COMPITO BREVE => Trasforma tutte le righe in una tabella Markdown con due colonne, «Numero» e «Riga», tralasciando quelle vuote. Lascia fuori dalla tabella le immagini.

####################

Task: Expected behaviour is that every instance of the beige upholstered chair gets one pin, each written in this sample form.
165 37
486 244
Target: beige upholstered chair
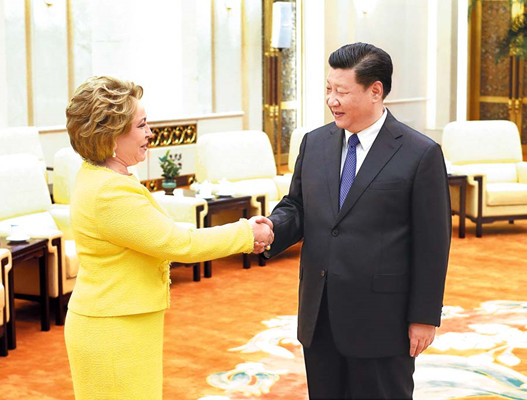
23 139
5 311
489 153
187 211
245 159
26 202
294 148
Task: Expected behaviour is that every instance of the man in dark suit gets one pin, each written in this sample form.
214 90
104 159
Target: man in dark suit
374 258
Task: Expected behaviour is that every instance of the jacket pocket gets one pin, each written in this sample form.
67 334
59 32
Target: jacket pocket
387 185
391 283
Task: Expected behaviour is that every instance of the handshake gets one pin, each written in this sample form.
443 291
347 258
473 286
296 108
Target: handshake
263 233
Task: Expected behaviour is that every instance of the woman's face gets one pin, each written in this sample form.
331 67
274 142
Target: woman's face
131 147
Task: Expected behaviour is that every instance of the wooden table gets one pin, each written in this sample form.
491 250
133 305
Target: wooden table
218 204
461 181
33 248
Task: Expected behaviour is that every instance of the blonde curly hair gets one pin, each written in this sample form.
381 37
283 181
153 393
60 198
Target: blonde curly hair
101 109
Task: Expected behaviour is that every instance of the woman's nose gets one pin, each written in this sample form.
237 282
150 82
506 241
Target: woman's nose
331 100
149 133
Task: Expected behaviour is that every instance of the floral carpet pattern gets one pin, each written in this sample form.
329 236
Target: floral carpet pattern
474 354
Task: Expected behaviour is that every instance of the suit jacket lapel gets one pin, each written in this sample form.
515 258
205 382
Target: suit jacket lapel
332 156
384 147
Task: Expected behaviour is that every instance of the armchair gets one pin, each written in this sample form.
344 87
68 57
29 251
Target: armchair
23 139
26 202
294 147
5 312
489 153
186 211
246 160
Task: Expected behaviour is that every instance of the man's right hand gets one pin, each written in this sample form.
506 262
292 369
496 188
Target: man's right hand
263 233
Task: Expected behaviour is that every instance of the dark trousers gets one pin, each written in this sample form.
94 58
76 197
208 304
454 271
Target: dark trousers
330 375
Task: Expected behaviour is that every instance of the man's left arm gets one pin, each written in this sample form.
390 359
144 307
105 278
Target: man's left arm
431 233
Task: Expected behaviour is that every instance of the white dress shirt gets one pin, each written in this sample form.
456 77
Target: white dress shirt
366 138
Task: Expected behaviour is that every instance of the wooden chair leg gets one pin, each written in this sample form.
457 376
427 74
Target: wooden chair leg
60 310
196 271
3 341
479 229
261 260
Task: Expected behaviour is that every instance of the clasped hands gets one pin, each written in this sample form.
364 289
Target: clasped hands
263 233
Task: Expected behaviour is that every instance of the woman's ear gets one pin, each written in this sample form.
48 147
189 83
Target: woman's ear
377 91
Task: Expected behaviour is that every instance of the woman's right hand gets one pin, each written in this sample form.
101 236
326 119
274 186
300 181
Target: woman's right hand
263 233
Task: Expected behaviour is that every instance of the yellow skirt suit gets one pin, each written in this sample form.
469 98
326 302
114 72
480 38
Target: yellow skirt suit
124 239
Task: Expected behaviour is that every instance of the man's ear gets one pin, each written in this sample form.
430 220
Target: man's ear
377 91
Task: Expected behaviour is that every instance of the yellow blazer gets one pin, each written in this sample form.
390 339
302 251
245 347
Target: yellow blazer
125 240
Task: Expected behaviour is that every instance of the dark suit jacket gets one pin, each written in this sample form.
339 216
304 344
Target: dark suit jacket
384 255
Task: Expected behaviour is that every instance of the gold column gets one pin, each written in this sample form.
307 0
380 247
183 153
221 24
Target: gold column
70 43
29 63
213 54
272 90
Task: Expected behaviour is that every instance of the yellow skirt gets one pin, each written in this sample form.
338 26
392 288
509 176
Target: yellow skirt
116 357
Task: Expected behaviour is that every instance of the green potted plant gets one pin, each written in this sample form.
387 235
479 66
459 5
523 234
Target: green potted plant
170 169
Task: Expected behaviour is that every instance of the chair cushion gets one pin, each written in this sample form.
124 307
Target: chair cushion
499 172
255 187
23 139
497 142
235 156
35 225
506 194
23 186
66 165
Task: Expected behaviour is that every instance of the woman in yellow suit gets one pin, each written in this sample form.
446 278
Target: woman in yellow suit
124 239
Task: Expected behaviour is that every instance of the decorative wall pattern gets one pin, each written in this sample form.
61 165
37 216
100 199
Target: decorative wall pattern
494 111
173 135
289 87
494 24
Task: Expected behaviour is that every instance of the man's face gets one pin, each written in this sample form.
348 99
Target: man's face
353 106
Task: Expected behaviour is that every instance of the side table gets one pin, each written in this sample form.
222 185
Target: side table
218 204
33 248
461 181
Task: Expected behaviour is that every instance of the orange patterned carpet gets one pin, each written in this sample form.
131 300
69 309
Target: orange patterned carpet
233 336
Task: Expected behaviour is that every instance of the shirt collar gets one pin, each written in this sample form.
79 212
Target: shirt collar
368 135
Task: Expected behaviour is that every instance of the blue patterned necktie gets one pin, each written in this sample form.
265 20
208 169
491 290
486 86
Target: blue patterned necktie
348 172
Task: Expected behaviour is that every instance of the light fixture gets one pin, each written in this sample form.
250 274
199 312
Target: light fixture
364 7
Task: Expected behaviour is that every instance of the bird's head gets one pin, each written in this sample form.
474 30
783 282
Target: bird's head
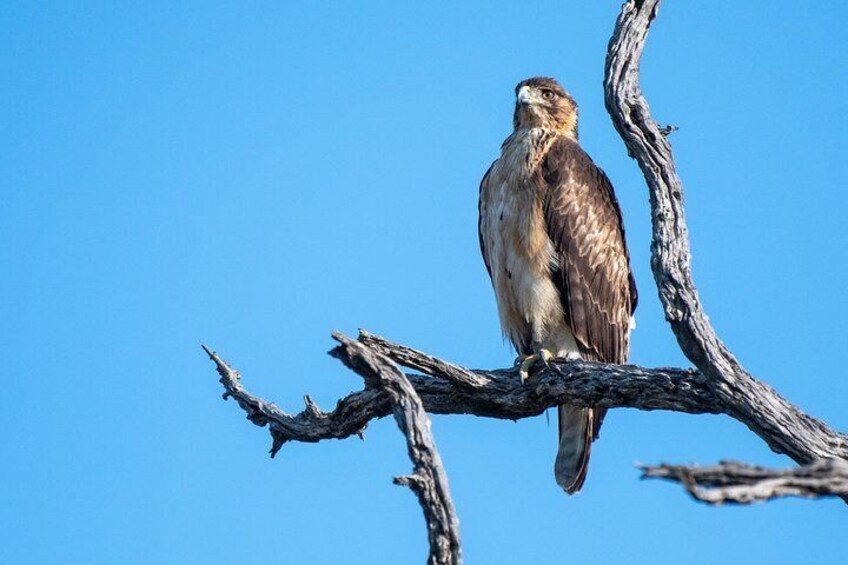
540 102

####################

RISULTATO DEL COMPITO =>
| Numero | Riga |
|---|---|
| 1 | Task: Expected behaviour is that every instance of the beige upholstered chair gets one pin, each written in this sample form. |
| 2 | 165 37 |
| 3 | 486 244 |
| 4 | Target: beige upholstered chair |
| 5 | 23 139 |
| 6 | 5 311 |
| 7 | 489 153 |
| 8 | 187 211 |
| 9 | 245 159 |
| 10 | 26 202 |
| 11 | 294 148 |
| 12 | Task: Expected behaviour is that every instance of the man in dark suit gets one pin, each written in this sample form. |
| 13 | 214 90 |
| 14 | 104 159 |
| 15 | Target: man in dark suit |
| 16 | 374 258 |
| 17 | Task: Expected behaviour is that every instance of the jacket pocket gets one pin, each written in this sample form. |
| 18 | 67 334 |
| 19 | 59 32 |
| 20 | Target: jacket pocket |
| 21 | 387 185 |
| 22 | 391 283 |
| 23 | Task: Expected behaviour is that every instance of the handshake gets one pin, each written in this sample form. |
| 24 | 443 291 |
| 25 | 347 258 |
| 26 | 473 286 |
| 27 | 296 108 |
| 28 | Target: handshake |
| 29 | 263 233 |
| 30 | Task: Expected behaviour is that every instance of the woman's face gets one pin, each written in this sample form. |
| 31 | 331 67 |
| 32 | 274 142 |
| 33 | Target: woman's face |
| 34 | 131 147 |
| 35 | Task: Expected behaviour is that every instance of the wooden table gets one pin, each written in this sample form. |
| 36 | 491 250 |
| 37 | 133 305 |
| 38 | Target: wooden table |
| 39 | 218 204 |
| 40 | 461 181 |
| 41 | 33 248 |
| 42 | Task: Expected behaviour is that every instance of the blonde curly hair gets one pin, each written in this sample form. |
| 43 | 381 37 |
| 44 | 283 181 |
| 45 | 153 393 |
| 46 | 60 198 |
| 47 | Target: blonde curly hair |
| 48 | 101 109 |
| 49 | Task: Expected behaviour is that every instance of the woman's nose gets one pin, each written in this sample form. |
| 50 | 237 282 |
| 51 | 150 82 |
| 52 | 506 241 |
| 53 | Target: woman's nose |
| 54 | 331 100 |
| 55 | 149 133 |
| 56 | Task: Expected behaviour is that every instance of the floral carpet pattern gets one pin, each written in this sample form. |
| 57 | 329 236 |
| 58 | Target: floral carpet pattern |
| 59 | 474 354 |
| 60 | Task: Expected behaviour is that every instance of the suit jacket lapel gets one pin, each written in this sample form. |
| 61 | 515 258 |
| 62 | 205 382 |
| 63 | Target: suit jacket lapel |
| 64 | 332 156 |
| 65 | 384 147 |
| 66 | Task: Expected behaviour is that every instance of the armchair gets one pin, each written in this sample form. |
| 67 | 344 87 |
| 68 | 68 57 |
| 69 | 29 251 |
| 70 | Target: armchair |
| 71 | 23 139 |
| 72 | 26 202 |
| 73 | 294 147 |
| 74 | 5 312 |
| 75 | 489 153 |
| 76 | 186 211 |
| 77 | 246 160 |
| 78 | Task: Expected behaviour is that every instance of the man's right hand gets one pin, each written in this sample form. |
| 79 | 506 262 |
| 80 | 292 369 |
| 81 | 496 188 |
| 82 | Target: man's right hand |
| 83 | 263 233 |
| 84 | Task: Expected behaviour is that every instance of the dark trousers gets one pin, each written in this sample form. |
| 85 | 94 58 |
| 86 | 76 197 |
| 87 | 208 304 |
| 88 | 454 271 |
| 89 | Target: dark trousers |
| 90 | 330 375 |
| 91 | Task: Expected behaviour is that every instance of the man's left arm gets one pin, each written in this sample form. |
| 92 | 390 359 |
| 93 | 144 307 |
| 94 | 105 278 |
| 95 | Target: man's left arm |
| 96 | 431 233 |
| 97 | Task: Expected behaviour is that every instance of the white dress shirt gets one pin, each written in this sample form. |
| 98 | 456 77 |
| 99 | Target: white dress shirt |
| 100 | 366 138 |
| 101 | Task: Expected behaviour is that every instance of the wooden chair leg gets one pin, each written in this sample form. |
| 102 | 457 376 |
| 103 | 427 74 |
| 104 | Target: wooden chair leg |
| 105 | 60 310 |
| 106 | 196 271 |
| 107 | 3 341 |
| 108 | 479 229 |
| 109 | 261 260 |
| 110 | Task: Expected behaviour is that every instance of the clasped hands gets one pin, each written in this sample form. |
| 111 | 364 289 |
| 112 | Target: clasped hands |
| 113 | 263 233 |
| 114 | Task: Expected behaviour is that every instance of the woman's ear gets one pin, each written in this sample form. |
| 115 | 48 147 |
| 116 | 189 83 |
| 117 | Target: woman's ear |
| 118 | 377 91 |
| 119 | Task: Expected behaviour is that every instance of the woman's right hand gets one pin, each written in this sample form. |
| 120 | 101 236 |
| 121 | 326 119 |
| 122 | 274 186 |
| 123 | 300 181 |
| 124 | Target: woman's right hand |
| 125 | 263 233 |
| 126 | Task: Expected behaviour is that every instance of the yellow skirt suit gets one pin, each written in this sample form. |
| 127 | 469 98 |
| 128 | 326 302 |
| 129 | 114 72 |
| 130 | 480 38 |
| 131 | Target: yellow skirt suit |
| 132 | 124 239 |
| 133 | Task: Expected behaviour is that every instance of the man's ear gets one pin, each written in this sample form. |
| 134 | 430 220 |
| 135 | Target: man's ear |
| 136 | 377 91 |
| 137 | Task: Expected behaviour is that every instance of the yellow blazer gets one pin, each written in this sample form. |
| 138 | 390 339 |
| 139 | 302 251 |
| 140 | 245 347 |
| 141 | Target: yellow blazer |
| 142 | 125 240 |
| 143 | Task: Expected behaviour is that every instance of the dark suit jacket gets one pin, each written in this sample form. |
| 144 | 339 216 |
| 145 | 304 344 |
| 146 | Target: dark suit jacket |
| 147 | 384 255 |
| 148 | Task: Expected behaviour is that every instance of the gold column gets one pin, each written in this sample form. |
| 149 | 307 0 |
| 150 | 380 247 |
| 151 | 183 153 |
| 152 | 221 24 |
| 153 | Target: gold column |
| 154 | 70 43 |
| 155 | 29 63 |
| 156 | 213 54 |
| 157 | 272 90 |
| 158 | Task: Expected behaviour is that every instance of the yellow skirt gets one pin, each written in this sample form. |
| 159 | 338 26 |
| 160 | 392 288 |
| 161 | 509 176 |
| 162 | Target: yellow skirt |
| 163 | 116 357 |
| 164 | Task: Expected behaviour is that every instance of the green potted plant gets one pin, each written in this sample form. |
| 165 | 387 235 |
| 166 | 479 66 |
| 167 | 459 5 |
| 168 | 523 234 |
| 169 | Target: green potted plant |
| 170 | 170 169 |
| 171 | Task: Expected behaviour is that every instance of the chair cushion gets one pin, each written in this sample form. |
| 172 | 124 307 |
| 173 | Target: chair cushion |
| 174 | 499 172 |
| 175 | 255 187 |
| 176 | 23 139 |
| 177 | 497 142 |
| 178 | 235 156 |
| 179 | 35 225 |
| 180 | 506 194 |
| 181 | 23 186 |
| 182 | 66 165 |
| 183 | Task: Expected behaviour is that every instance of the woman in yellow suit gets one pin, each written in this sample form. |
| 184 | 446 278 |
| 185 | Target: woman in yellow suit |
| 186 | 124 239 |
| 187 | Task: Expected behaviour is that every instance of the decorative wall pattern gets one pin, each written in this sample form. |
| 188 | 61 165 |
| 189 | 37 216 |
| 190 | 100 199 |
| 191 | Target: decorative wall pattern |
| 192 | 494 111 |
| 193 | 173 135 |
| 194 | 289 87 |
| 195 | 494 24 |
| 196 | Task: Expected behaviour is that every instance of the man's face gets one pin, each written in this sample form. |
| 197 | 348 99 |
| 198 | Target: man's face |
| 199 | 353 106 |
| 200 | Task: Expected behaviour is that every instance of the side table gets one pin, each written in this sample form. |
| 201 | 222 185 |
| 202 | Target: side table |
| 203 | 218 204 |
| 204 | 33 248 |
| 205 | 461 181 |
| 206 | Task: Expected behaviour is that every instance of the orange patterned carpet gets one pin, each written in this sample form. |
| 207 | 131 300 |
| 208 | 69 309 |
| 209 | Target: orange patterned carpet |
| 210 | 233 336 |
| 211 | Task: Expected behaviour is that every instance of the shirt collar gets one pin, each written in this sample form. |
| 212 | 79 212 |
| 213 | Target: shirt collar |
| 214 | 368 135 |
| 215 | Task: Expected behaviour is that every instance of the blue patterned necktie gets one pin, each written in this sample form. |
| 216 | 265 20 |
| 217 | 208 169 |
| 218 | 491 290 |
| 219 | 486 86 |
| 220 | Target: blue patterned necktie |
| 221 | 348 172 |
| 222 | Task: Expected behaviour is that every instance of the light fixture gets one pin, each written in this sample form. |
| 223 | 250 274 |
| 224 | 199 312 |
| 225 | Target: light fixture |
| 226 | 364 7 |
| 227 | Task: Expected behaviour is that every instance of the bird's head gets one pin, each written in this sample form. |
| 228 | 474 30 |
| 229 | 783 282 |
| 230 | Target: bird's head |
| 231 | 540 102 |